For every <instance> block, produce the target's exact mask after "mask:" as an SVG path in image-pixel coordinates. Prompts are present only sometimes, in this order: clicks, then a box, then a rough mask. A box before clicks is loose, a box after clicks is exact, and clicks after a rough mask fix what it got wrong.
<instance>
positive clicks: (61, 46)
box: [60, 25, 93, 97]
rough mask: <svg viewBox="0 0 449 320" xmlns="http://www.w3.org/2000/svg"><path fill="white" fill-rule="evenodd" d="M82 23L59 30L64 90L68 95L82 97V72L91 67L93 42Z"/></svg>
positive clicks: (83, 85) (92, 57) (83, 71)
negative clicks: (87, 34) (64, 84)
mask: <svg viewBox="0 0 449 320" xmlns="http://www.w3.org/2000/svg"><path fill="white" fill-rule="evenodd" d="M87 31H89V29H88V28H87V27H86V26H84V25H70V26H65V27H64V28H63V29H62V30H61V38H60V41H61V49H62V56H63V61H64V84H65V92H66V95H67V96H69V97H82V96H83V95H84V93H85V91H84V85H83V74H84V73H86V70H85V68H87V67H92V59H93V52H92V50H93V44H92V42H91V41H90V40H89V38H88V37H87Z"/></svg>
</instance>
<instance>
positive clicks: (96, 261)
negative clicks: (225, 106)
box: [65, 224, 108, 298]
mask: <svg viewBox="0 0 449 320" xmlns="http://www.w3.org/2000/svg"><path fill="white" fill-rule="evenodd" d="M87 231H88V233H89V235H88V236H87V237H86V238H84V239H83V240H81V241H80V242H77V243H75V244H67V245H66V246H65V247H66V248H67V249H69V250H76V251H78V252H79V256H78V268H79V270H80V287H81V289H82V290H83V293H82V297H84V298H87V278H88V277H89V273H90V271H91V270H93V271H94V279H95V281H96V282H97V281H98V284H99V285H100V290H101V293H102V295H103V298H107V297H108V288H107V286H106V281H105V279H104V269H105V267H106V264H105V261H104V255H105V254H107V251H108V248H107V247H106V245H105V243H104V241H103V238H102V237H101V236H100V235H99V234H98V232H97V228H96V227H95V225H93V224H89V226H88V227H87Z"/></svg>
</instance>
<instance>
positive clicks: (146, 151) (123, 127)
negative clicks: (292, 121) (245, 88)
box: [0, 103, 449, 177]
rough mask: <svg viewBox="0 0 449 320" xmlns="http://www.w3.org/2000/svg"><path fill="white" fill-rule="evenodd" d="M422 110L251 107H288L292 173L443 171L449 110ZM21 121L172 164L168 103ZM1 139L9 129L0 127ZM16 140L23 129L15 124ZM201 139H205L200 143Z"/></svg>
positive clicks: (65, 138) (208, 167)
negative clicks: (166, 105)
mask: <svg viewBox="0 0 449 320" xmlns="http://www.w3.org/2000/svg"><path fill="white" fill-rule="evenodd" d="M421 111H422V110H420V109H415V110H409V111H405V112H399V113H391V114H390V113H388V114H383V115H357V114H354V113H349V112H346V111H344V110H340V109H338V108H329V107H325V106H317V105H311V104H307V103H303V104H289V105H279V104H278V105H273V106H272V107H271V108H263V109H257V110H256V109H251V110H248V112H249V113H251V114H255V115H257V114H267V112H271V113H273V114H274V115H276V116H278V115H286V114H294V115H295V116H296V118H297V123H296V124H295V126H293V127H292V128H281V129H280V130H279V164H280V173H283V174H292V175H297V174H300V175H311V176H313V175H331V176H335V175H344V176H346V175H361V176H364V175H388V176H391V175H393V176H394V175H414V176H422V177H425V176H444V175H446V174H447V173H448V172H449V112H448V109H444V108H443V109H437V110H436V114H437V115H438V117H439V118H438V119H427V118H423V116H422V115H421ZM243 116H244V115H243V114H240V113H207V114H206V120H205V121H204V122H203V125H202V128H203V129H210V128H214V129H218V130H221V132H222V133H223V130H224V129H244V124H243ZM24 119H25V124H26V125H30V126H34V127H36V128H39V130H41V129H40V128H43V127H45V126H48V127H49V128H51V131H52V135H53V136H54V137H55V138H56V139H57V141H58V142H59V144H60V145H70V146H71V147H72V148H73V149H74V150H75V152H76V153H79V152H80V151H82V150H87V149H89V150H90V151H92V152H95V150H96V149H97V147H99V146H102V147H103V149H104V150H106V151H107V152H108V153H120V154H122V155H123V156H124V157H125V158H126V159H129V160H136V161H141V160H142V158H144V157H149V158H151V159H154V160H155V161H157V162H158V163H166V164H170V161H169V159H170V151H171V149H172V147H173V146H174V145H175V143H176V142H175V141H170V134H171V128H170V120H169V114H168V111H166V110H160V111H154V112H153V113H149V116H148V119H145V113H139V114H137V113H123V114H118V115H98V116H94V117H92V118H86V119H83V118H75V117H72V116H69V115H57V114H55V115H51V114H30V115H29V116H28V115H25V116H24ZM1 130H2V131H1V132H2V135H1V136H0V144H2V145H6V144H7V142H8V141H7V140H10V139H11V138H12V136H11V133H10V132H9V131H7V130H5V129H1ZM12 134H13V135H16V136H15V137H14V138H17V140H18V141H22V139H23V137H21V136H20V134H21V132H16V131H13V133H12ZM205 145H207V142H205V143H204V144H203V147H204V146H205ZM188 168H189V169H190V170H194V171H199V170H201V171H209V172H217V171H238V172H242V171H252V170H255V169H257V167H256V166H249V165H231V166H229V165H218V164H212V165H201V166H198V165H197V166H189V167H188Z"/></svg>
###
▶ **What is expected**
Report the number of lines in the material above holding the word "positive", without anything else.

▶ **Result for this task**
5